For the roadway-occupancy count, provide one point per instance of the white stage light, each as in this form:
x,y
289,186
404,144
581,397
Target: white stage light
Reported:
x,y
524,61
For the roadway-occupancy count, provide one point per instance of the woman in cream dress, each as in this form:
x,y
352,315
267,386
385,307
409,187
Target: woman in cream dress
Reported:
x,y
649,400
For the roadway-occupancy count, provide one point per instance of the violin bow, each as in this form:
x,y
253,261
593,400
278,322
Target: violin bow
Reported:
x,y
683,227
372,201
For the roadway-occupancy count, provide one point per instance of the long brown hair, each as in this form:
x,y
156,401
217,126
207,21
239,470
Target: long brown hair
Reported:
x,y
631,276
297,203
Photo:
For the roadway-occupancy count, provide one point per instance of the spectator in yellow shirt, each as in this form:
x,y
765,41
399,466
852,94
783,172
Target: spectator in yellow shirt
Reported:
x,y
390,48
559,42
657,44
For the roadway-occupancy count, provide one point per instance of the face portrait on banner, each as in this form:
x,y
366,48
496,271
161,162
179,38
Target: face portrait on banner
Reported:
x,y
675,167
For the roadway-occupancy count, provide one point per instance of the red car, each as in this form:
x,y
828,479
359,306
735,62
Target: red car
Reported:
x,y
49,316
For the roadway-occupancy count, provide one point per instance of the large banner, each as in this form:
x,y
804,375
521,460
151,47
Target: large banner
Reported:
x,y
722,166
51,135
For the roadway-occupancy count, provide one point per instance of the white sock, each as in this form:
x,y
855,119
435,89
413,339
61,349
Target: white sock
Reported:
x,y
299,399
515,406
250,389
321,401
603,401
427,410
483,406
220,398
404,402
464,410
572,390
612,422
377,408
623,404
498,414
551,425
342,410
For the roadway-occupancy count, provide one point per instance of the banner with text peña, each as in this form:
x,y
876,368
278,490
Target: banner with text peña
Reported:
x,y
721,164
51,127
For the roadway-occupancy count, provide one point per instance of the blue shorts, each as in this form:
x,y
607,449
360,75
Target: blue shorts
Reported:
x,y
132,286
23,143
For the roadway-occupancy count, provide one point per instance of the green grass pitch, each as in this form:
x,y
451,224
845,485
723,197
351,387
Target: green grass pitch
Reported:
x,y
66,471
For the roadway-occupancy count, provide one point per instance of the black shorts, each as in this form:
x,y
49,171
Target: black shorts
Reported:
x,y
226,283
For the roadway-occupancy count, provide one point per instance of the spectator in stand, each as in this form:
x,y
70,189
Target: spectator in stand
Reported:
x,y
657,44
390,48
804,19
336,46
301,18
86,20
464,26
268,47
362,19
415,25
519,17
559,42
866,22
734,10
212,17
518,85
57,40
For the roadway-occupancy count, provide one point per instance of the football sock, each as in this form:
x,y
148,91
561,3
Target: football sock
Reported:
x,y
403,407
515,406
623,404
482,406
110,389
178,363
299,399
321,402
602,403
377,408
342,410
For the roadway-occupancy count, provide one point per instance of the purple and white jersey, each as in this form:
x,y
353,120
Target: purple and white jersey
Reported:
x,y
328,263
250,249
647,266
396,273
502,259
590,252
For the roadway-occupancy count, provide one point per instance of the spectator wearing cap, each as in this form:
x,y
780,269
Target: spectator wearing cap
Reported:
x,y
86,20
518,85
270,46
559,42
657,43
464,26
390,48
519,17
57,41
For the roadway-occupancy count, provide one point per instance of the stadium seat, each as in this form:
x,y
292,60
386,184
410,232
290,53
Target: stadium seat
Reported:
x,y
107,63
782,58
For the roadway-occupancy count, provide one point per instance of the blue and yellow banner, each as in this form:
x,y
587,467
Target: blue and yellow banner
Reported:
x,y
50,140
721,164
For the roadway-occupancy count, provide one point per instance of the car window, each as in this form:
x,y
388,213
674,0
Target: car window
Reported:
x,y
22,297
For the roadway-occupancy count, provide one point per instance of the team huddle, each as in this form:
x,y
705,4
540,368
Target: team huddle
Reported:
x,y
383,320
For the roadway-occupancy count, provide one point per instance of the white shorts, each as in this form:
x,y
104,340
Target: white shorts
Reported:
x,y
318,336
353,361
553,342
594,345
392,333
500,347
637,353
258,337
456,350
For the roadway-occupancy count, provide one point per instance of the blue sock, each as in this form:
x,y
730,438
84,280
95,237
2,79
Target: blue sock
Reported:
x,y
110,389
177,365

━━━━

• TASK TO COMPLETE: Convert every line of all the items above into a JSON array of strings, one string per line, with blank lines omitted.

• RESPONSE TO THIS TASK:
[
  "For the roadway-occupancy count, provide one point per instance of the white stage light, each as in this form:",
  "x,y",
  "289,186",
  "404,144",
  "581,397",
  "Target: white stage light",
  "Reported:",
  "x,y",
  "524,61",
  "For the roadway-occupancy count, provide one point per instance of the woman in cream dress, each as in this form:",
  "x,y",
  "352,315",
  "267,386",
  "385,307",
  "409,187",
  "Target: woman in cream dress",
  "Reported:",
  "x,y",
  "649,400",
  "For the roadway-occupancy count, provide one point per instance of the violin bow, each as in this form:",
  "x,y",
  "253,261",
  "593,400",
  "278,322",
  "Target: violin bow",
  "Reported:",
  "x,y",
  "683,227",
  "372,201",
  "For the roadway-occupancy count, provide one point per instance of the long brown hair, each as in this form:",
  "x,y",
  "156,401",
  "217,126",
  "207,21",
  "239,470",
  "Target: long brown hair",
  "Reported:",
  "x,y",
  "631,276",
  "297,203",
  "Photo:",
  "For the roadway-occupancy count, provide one point per instance of the spectator in yellow shirt, each as in this form:",
  "x,y",
  "765,41",
  "399,466",
  "852,94",
  "783,172",
  "Target: spectator in yellow shirt",
  "Reported:",
  "x,y",
  "390,48",
  "559,42",
  "657,44",
  "For the roadway-occupancy count, provide one point per instance of the face portrait on banner, each as in this form:",
  "x,y",
  "366,48",
  "496,271",
  "161,162",
  "179,38",
  "Target: face portrait on banner",
  "Reported:",
  "x,y",
  "675,167",
  "For the roadway-occupancy count, provide one point per instance of the red car, each as in this form:",
  "x,y",
  "828,479",
  "359,306",
  "735,62",
  "Target: red car",
  "Reported:",
  "x,y",
  "49,316",
  "For the roadway-occupancy count, provide one point per instance of the large banner, each as in this form:",
  "x,y",
  "804,375",
  "521,460",
  "151,47",
  "Target: large banner",
  "Reported:",
  "x,y",
  "722,166",
  "51,135",
  "For the roadway-occupancy count, provide one point per instance of the white sock, each as in this form:",
  "x,y",
  "855,119",
  "435,89",
  "413,339",
  "61,349",
  "Target: white sock",
  "Reported:",
  "x,y",
  "299,399",
  "515,406",
  "250,389",
  "321,401",
  "603,401",
  "427,410",
  "483,406",
  "220,398",
  "404,402",
  "464,410",
  "572,390",
  "612,422",
  "377,408",
  "623,404",
  "498,414",
  "551,425",
  "342,410",
  "For the roadway-occupancy count, provide one point per instance of the banner with text peña, each as in this form:",
  "x,y",
  "876,368",
  "278,490",
  "Target: banner with text peña",
  "Reported:",
  "x,y",
  "721,164",
  "51,127",
  "For the roadway-occupancy count, provide one point per instance of the blue shorts, each as in this form:",
  "x,y",
  "607,449",
  "360,75",
  "Target: blue shorts",
  "Reported:",
  "x,y",
  "132,286",
  "23,143",
  "For the roadway-occupancy count, provide one point per instance of the green grass pitch, each as in this form:",
  "x,y",
  "451,224",
  "845,485",
  "723,197",
  "351,387",
  "Target: green grass pitch",
  "Reported:",
  "x,y",
  "66,471",
  "For the roadway-occupancy count, provide one point per instance of the black shorts, each as in this form:",
  "x,y",
  "49,171",
  "Target: black shorts",
  "Reported:",
  "x,y",
  "226,283",
  "For the roadway-occupancy count, provide one point per instance of the spectator in stand, each as in this form:",
  "x,y",
  "70,189",
  "Target: spectator in stand",
  "Reported:",
  "x,y",
  "657,44",
  "390,48",
  "804,19",
  "336,46",
  "301,18",
  "86,20",
  "464,26",
  "268,47",
  "362,19",
  "415,25",
  "519,17",
  "559,42",
  "866,22",
  "734,10",
  "212,17",
  "518,85",
  "57,40",
  "For the roadway-occupancy count, provide one point per instance of the football sock, each as in this form:",
  "x,y",
  "148,91",
  "561,3",
  "Target: football sock",
  "Reported:",
  "x,y",
  "403,407",
  "515,406",
  "623,404",
  "482,406",
  "110,389",
  "178,363",
  "299,399",
  "321,402",
  "602,403",
  "377,408",
  "342,410",
  "For the roadway-occupancy count, provide one point per instance of the purple and white jersey, each as in this form:",
  "x,y",
  "353,120",
  "Target: purple and white jersey",
  "Reported:",
  "x,y",
  "328,263",
  "250,249",
  "647,266",
  "396,273",
  "502,259",
  "590,252",
  "For the roadway-occupancy count, provide one point per instance of the spectator wearing cap, each as in this form:",
  "x,y",
  "780,269",
  "Target: spectator wearing cap",
  "Reported:",
  "x,y",
  "86,20",
  "518,85",
  "270,46",
  "559,42",
  "657,43",
  "464,26",
  "390,48",
  "519,17",
  "57,41",
  "For the roadway-occupancy count, provide one point per instance of the stadium seat, each as in this form:",
  "x,y",
  "292,60",
  "386,184",
  "410,232",
  "290,53",
  "Target: stadium seat",
  "Reported:",
  "x,y",
  "107,63",
  "782,58",
  "For the roadway-occupancy count, provide one point per instance of the blue and yellow banner, each as in this form:",
  "x,y",
  "587,467",
  "Target: blue and yellow banner",
  "Reported:",
  "x,y",
  "50,140",
  "721,164",
  "For the roadway-occupancy count, provide one point per instance of the car window, each as in this form:",
  "x,y",
  "388,213",
  "674,0",
  "Target: car window",
  "Reported:",
  "x,y",
  "22,297",
  "For the roadway-occupancy count, provide one point per instance of the team huddle, each as in this form:",
  "x,y",
  "705,4",
  "540,368",
  "Target: team huddle",
  "Reported:",
  "x,y",
  "383,320",
  "For the roadway-occupancy count, provide one point per instance of the white shorts, each as in this form:",
  "x,y",
  "104,340",
  "Target: white shorts",
  "Reported:",
  "x,y",
  "318,336",
  "353,361",
  "553,342",
  "594,345",
  "392,333",
  "500,347",
  "637,353",
  "258,337",
  "456,350",
  "For the roadway-occupancy count, provide one point per instance of the blue sock, each as in this form:",
  "x,y",
  "730,438",
  "84,280",
  "95,237",
  "2,79",
  "Target: blue sock",
  "Reported:",
  "x,y",
  "110,389",
  "177,365"
]